-- Opening Marker --

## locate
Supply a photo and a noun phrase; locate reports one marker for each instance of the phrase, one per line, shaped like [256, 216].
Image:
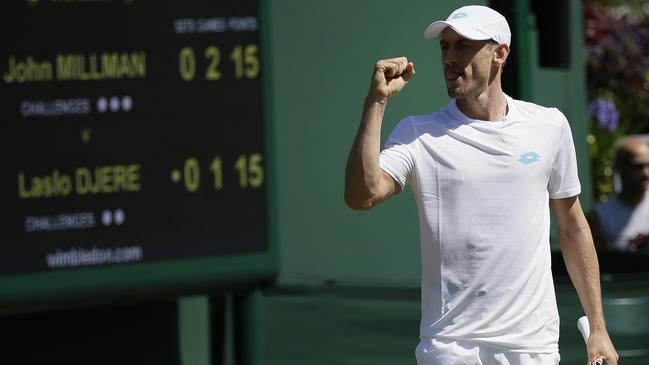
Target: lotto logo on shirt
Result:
[529, 157]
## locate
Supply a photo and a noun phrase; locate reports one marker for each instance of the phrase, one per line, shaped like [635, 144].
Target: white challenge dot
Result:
[114, 103]
[120, 217]
[127, 103]
[102, 104]
[107, 217]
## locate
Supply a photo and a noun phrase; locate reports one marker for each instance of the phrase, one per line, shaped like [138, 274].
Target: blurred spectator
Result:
[622, 222]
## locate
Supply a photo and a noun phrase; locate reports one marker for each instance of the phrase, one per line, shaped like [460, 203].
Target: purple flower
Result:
[605, 113]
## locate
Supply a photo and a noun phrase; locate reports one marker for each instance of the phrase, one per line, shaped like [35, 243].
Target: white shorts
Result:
[435, 351]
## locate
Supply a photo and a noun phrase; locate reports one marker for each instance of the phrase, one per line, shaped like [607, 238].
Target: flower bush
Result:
[617, 44]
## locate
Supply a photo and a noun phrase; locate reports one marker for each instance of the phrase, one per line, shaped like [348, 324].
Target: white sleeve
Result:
[396, 157]
[564, 178]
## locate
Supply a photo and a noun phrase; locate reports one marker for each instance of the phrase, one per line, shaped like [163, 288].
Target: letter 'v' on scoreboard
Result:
[134, 148]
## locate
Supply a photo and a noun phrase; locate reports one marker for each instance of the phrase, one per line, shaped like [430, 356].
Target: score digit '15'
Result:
[244, 57]
[249, 168]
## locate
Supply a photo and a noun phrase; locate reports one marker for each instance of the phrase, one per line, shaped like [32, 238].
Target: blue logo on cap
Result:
[529, 157]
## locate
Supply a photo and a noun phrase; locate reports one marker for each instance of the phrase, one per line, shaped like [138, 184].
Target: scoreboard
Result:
[133, 137]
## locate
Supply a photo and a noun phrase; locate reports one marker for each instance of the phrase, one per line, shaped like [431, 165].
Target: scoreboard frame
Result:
[43, 290]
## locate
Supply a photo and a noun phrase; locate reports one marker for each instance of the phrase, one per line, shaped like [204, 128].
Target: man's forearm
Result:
[581, 261]
[363, 173]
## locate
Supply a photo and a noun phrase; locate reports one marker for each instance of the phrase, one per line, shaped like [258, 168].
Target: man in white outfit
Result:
[482, 169]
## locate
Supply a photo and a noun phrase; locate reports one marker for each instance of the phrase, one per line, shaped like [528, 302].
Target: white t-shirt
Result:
[621, 224]
[482, 192]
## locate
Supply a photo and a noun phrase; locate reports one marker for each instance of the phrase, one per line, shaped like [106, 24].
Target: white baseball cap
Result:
[473, 22]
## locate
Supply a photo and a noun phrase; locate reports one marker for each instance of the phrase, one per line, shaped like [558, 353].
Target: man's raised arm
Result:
[366, 184]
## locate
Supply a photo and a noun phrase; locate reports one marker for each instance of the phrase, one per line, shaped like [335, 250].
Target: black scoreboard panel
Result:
[131, 132]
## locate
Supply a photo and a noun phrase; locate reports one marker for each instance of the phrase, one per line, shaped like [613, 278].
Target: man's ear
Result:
[500, 54]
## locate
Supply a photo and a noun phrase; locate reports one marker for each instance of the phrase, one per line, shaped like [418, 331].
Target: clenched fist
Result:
[390, 77]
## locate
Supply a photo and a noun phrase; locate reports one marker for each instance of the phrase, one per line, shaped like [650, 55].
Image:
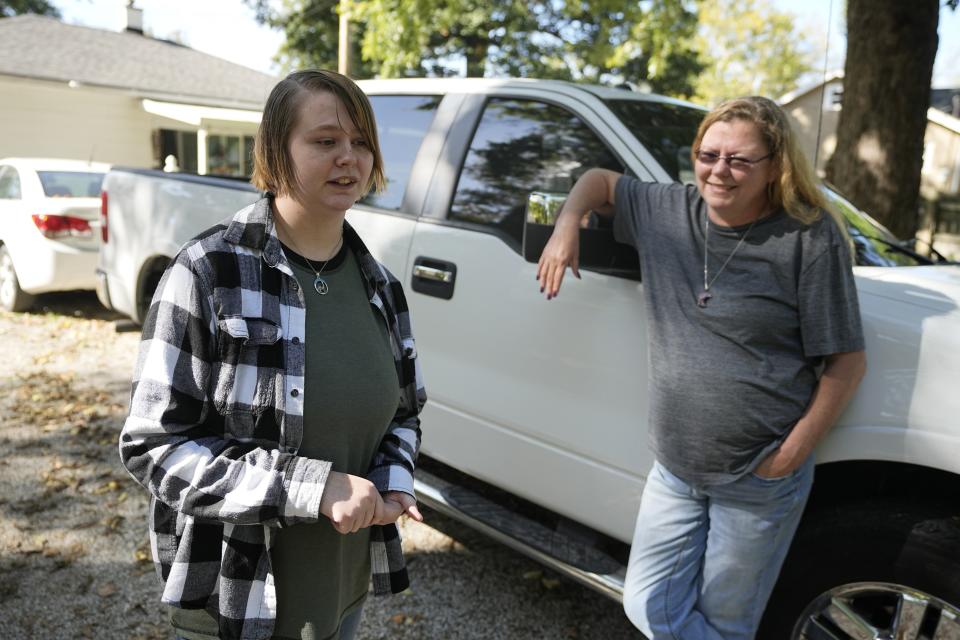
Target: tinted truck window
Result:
[666, 130]
[522, 146]
[71, 184]
[402, 123]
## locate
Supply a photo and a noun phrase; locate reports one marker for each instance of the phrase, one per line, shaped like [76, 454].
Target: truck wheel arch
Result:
[871, 532]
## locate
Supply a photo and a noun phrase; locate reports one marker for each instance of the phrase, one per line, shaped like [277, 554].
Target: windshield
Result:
[666, 130]
[71, 184]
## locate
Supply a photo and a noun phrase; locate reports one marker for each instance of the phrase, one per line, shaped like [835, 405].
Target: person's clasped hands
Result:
[352, 503]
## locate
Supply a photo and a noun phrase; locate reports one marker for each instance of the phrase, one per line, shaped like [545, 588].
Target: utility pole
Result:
[343, 47]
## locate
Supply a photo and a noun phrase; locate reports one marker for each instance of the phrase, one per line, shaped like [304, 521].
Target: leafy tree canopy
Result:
[590, 40]
[687, 48]
[749, 49]
[16, 7]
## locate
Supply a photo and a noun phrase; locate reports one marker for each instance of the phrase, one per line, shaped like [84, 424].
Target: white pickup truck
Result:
[535, 430]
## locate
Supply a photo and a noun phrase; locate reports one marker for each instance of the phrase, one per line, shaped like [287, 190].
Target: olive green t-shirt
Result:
[351, 393]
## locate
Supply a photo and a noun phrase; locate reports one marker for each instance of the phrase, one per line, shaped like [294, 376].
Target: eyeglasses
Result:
[736, 163]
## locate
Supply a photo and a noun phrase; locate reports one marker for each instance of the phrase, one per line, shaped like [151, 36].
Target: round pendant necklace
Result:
[705, 295]
[319, 284]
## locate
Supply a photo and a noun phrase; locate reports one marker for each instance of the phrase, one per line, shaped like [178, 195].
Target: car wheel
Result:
[12, 297]
[885, 570]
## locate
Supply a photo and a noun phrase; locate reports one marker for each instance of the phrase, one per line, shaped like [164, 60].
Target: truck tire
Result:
[881, 570]
[12, 297]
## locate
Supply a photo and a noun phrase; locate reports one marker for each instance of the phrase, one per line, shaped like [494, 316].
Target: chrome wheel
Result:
[878, 611]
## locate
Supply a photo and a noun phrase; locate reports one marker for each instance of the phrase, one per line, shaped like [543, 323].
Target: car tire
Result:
[12, 297]
[855, 565]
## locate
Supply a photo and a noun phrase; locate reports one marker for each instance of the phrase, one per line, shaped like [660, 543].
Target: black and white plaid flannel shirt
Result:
[216, 419]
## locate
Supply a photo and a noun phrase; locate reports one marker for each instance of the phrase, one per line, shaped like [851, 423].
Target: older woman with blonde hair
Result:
[755, 349]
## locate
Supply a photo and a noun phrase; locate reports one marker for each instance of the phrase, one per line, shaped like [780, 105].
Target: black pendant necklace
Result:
[319, 284]
[705, 295]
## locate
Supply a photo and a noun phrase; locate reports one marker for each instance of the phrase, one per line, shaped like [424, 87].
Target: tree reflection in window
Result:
[402, 124]
[522, 146]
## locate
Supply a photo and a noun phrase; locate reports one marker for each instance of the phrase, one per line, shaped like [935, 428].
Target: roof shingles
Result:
[44, 48]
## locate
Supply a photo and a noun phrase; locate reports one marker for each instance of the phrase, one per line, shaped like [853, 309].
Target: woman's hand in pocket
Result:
[395, 504]
[778, 464]
[350, 502]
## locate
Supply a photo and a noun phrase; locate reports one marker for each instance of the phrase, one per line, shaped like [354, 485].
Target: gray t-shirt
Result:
[728, 381]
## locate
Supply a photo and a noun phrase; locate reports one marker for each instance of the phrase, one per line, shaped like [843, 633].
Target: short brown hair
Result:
[272, 166]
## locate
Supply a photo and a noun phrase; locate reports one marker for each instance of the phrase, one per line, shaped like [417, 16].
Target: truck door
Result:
[386, 220]
[545, 399]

-- Closing Marker --

DIRECTIONS: Write the records out in full, word for word; leave every picture behind.

TASK ANSWER:
## locate
Supply a photo and a noun phrase; locate reports one marker for each instance of the phrase, one per line, shaped like [256, 216].
Image:
Target: lotto logo on shirt
Result:
[529, 157]
## locate
Supply a photo and a noun phrase; locate reports one marker for each instance of the phrase, one per line, shaped like [635, 144].
Target: white challenge dot
Result:
[114, 103]
[120, 217]
[127, 103]
[102, 104]
[107, 217]
## locate
Supply a photo and a noun phrase; locate reports one marker for each instance of the phrase, one per line, shaped like [138, 274].
Target: blurred spectator
Result:
[622, 222]
## locate
Supply a photo and a noun phrase; locate reports one marker for each instance of the phrase, one per line, shaped like [460, 203].
Target: purple flower
Result:
[605, 113]
## locate
Supply a photo and a noun phrase; locate reports one marker for each instance of the phrase, one per line, shaped like [35, 243].
Target: white shorts
Result:
[435, 351]
## locate
Supply a photo and a noun phrase; locate reports one marker for each instance of the phrase, one per line, shaped like [607, 238].
Target: flower bush
Result:
[617, 44]
## locate
Supply a photo and a noun phrase; locate reports one marker for each instance of the phrase, one per line, shaped like [348, 324].
Target: white sleeve
Result:
[396, 157]
[564, 178]
## locate
Supply a photo and a noun phrase; locate reports one marker for each instance of the phrase, one per line, shaped like [163, 288].
Target: letter 'v' on scoreboard
Result:
[134, 148]
## locate
Supply a photo and a noun phrase; locate reports one marker for each instance of the phrase, one per line, shaped like [430, 356].
Target: score digit '15'
Result:
[244, 57]
[249, 168]
## locate
Supply a photo and a noun phrase; locate reports one marker for each instance of the phrase, one per line, shaped like [32, 238].
Target: blue logo on cap
Result:
[529, 157]
## locate
Supply a photo and a noun phrase; locate reports one marker for each instance of the phrase, one per line, shaped like [138, 184].
Target: scoreboard
Result:
[133, 137]
## locate
Supply a photo and a noun phrase; locate reports one marker for each instance of the phrase, one per line, shaped like [431, 165].
Target: scoreboard frame
Result:
[43, 290]
## locate
Supply a photo and a noun phrase; locate reports one marker for each instance of the phrase, one per line, shaped like [204, 128].
Target: man's forearm
Result:
[581, 261]
[363, 173]
## locate
Supply a photo and a noun phrase; locate reports one marker for each instance of the phrase, one per line, shaped like [258, 168].
Target: man in white outfit
Result:
[482, 169]
## locate
Supply a photo and a noun phrase; locate reports one marker for each instance of the phrase, one per line, shaped like [528, 302].
Target: white t-shirt
Result:
[621, 224]
[482, 192]
## locate
Supply a photo and a noun phrase; locate reports one marker for each instance of the phrase, one per line, shaped like [106, 24].
Target: white baseball cap
Result:
[473, 22]
## locate
Supply a photo and a noun phrase; locate reports one marker for each instance of the phrase, one per line, shaped like [558, 353].
Target: man's raised arm
Result:
[366, 184]
## locate
Supply a photo and a noun phrase; locate reports one marker for each instance of the phrase, one per line, shaped like [335, 250].
Target: black scoreboard panel
Result:
[131, 132]
## locate
Supply a photo and a noun phrase; locate reports one marker for each instance of the phrase, one per line, shaped like [613, 278].
Target: man's ear
Result:
[500, 54]
## locate
Supply a photo and a noun phrase; locate reports one marker for each instance of the phrase, one per line, shaped like [418, 331].
Target: clenched fist
Result:
[390, 77]
## locate
Supply a photo and a noun phrase; locate reports one marker for each instance of the phrase, one per line, shaped like [650, 55].
Image:
Target: tinted truck window
Result:
[666, 130]
[522, 146]
[71, 184]
[402, 123]
## locate
Supply a photo and a noun phrase; locate reports one marker for each instance of the phrase, one per line, shaped like [76, 454].
Target: truck wheel arch
Result:
[871, 532]
## locate
Supply a photo and a noun phrase; locate reports one marker for each instance of the phrase, one per line, shaped like [277, 554].
Target: windshield
Result:
[666, 130]
[71, 184]
## locate
Supply a photo and a noun phrase; locate reports one marker for each instance of the phrase, one per line, shaped like [835, 405].
Target: person's clasped hands
Result:
[352, 503]
## locate
Supply a photo and a noun phrase; locate reports one marker for each instance of the phrase, one per line, shaped like [545, 588].
Target: utility pole
Result:
[343, 47]
## locate
Supply a photo and a noun phrase; locate reports one marker for each instance of the phrase, one per line, shaped like [304, 521].
Target: leafy tree canopy
Result:
[590, 40]
[687, 48]
[749, 49]
[16, 7]
## locate
Supply a photo and a noun phrase; locate reports one marker for each instance of the phrase, one per line, shaped like [84, 424].
Target: white pickup truck
Result:
[535, 430]
## locate
Supply a photo and a noun phrase; locate reports one marker for each instance of the phrase, one per line, shaped like [287, 190].
Target: olive green t-shirt
Result:
[351, 393]
## locate
Supply a photo and a noun phrase; locate reports one marker for each instance of the phrase, one per line, shaped like [294, 376].
Target: eyeglasses
Result:
[736, 163]
## locate
Supply a photo and a noun phrase; locate reports one marker for each instance of the phrase, one per line, shaped like [151, 36].
Target: round pendant necklace
Result:
[705, 295]
[319, 284]
## locate
Supply a photo and a noun phrase; locate reports one marker for each instance of the phrase, one per line, shaped like [178, 195].
Target: car wheel
Result:
[12, 297]
[885, 570]
## locate
Supply a photo and a noun phrase; locate reports one marker for each instance of the phrase, one per line, shaped like [164, 60].
Target: truck tire
Result:
[881, 570]
[12, 297]
## locate
Supply a photo and a noun phrase; locate reports one marker for each instance of the phrase, one per line, shaped like [494, 316].
Target: chrome wheel
Result:
[878, 611]
## locate
Supply a photo and a noun phrase; locate reports one marker for each instance of the phrase, one per line, shaped like [543, 323].
Target: car tire
Result:
[12, 297]
[855, 565]
## locate
Supply a photo and a noun phrase; locate reports one marker for each instance of the phrase, one per line, shaped like [660, 543].
Target: black and white plaid flannel shirt
Result:
[216, 419]
## locate
Supply a photo and a noun phrase; locate reports one marker for each instance of the phrase, one per line, shaped like [851, 423].
Target: older woman with blonde hair
Result:
[755, 349]
## locate
Supply a photo and a noun phrase; locate reports one marker for each instance of the phrase, one per line, shaped like [780, 105].
Target: black pendant necklace
Result:
[319, 284]
[705, 295]
## locate
Supply a photo and a noun phrase; locate reports one marker for each instance of the phrase, one per line, shaped like [424, 87].
Target: tree reflection in window
Result:
[402, 124]
[522, 146]
## locate
Supply a photo and a noun phrase; locate reports one marker for each instance of the phrase, one per line, shaped like [935, 428].
Target: roof shingles
Result:
[44, 48]
## locate
Supply a photo and a noun phrase; locate reports one marker for each instance of the phrase, one per line, shaped like [853, 309].
Target: woman's hand in pocket
Result:
[395, 504]
[778, 464]
[350, 502]
## locate
Supply a photo and a noun phrase; locate reports one marker for each instance of the phrase, one per line, shaped like [354, 485].
Target: gray t-shirt
Result:
[728, 381]
## locate
Supply a photo and a noun phrase; locate reports one marker for each instance of the phrase, one per line, shaped like [843, 633].
Target: short brown hair
Result:
[272, 166]
## locate
Supply a photo and a noun phrase; locate reports one marker for each instance of the phrase, one per line, shaped like [417, 16].
Target: truck door
Result:
[386, 220]
[545, 399]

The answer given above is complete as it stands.